AIM OF THE TASK - Write down the data below word for word, changing nothing.

MATERIAL TO PROCESS -
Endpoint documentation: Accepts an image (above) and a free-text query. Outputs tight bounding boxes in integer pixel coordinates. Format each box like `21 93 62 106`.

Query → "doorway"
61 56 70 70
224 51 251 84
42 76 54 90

SOLUTION FOR THIS PROBLEM -
Endpoint documentation: Accepts an image (above) and a free-text query. Outputs tight bounding boxes in integer pixel coordinates. Format each box like `21 93 62 106`.

Query → "doorway"
61 56 70 70
224 51 251 84
42 76 54 90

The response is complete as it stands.